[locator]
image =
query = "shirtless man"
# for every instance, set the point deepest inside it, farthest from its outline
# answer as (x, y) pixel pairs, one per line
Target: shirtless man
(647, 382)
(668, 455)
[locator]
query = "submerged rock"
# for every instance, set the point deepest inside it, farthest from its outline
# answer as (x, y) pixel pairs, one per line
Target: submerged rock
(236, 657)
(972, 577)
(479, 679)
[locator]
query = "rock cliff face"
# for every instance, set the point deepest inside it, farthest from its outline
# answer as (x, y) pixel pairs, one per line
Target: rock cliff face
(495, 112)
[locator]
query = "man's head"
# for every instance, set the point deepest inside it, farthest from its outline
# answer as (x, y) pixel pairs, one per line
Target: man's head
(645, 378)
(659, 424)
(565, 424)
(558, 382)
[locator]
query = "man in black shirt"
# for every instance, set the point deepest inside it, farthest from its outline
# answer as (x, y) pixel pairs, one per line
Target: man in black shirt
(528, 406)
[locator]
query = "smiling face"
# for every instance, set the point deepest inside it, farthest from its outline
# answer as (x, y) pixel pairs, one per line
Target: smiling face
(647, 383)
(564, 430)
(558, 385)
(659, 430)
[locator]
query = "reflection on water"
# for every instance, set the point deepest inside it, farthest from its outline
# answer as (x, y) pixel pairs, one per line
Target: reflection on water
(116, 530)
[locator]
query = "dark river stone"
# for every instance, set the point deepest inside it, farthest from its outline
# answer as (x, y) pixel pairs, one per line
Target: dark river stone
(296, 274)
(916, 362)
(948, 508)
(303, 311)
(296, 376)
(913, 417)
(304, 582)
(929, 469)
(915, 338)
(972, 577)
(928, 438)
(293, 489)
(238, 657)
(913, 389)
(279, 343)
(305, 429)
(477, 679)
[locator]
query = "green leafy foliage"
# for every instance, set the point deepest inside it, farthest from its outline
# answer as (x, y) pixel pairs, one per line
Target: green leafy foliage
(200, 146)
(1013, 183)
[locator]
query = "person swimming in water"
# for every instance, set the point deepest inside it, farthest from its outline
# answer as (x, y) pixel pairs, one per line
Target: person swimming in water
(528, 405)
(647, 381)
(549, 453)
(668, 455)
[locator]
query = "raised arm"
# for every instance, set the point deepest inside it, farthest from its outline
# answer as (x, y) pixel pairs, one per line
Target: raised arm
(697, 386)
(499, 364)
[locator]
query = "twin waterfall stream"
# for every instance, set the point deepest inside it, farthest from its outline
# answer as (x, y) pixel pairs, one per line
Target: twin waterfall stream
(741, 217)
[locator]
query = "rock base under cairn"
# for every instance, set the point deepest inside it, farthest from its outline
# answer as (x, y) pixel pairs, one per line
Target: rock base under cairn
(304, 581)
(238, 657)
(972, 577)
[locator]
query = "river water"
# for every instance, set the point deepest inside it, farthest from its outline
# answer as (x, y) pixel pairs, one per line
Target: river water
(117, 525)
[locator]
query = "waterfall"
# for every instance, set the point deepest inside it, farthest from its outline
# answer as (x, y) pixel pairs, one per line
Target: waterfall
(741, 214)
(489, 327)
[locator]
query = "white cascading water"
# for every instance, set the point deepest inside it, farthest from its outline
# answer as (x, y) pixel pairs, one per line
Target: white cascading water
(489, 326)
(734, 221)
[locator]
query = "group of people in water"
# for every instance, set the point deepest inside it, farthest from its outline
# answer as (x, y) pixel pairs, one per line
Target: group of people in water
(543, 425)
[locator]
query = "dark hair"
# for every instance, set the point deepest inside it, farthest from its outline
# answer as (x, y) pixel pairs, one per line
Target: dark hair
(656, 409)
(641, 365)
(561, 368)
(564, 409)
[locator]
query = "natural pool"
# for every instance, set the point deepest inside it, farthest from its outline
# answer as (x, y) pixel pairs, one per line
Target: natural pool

########

### Task details
Report every line in the entries above that contains the word "reflection".

### Exercise answer
query = "reflection on water"
Target: reflection on water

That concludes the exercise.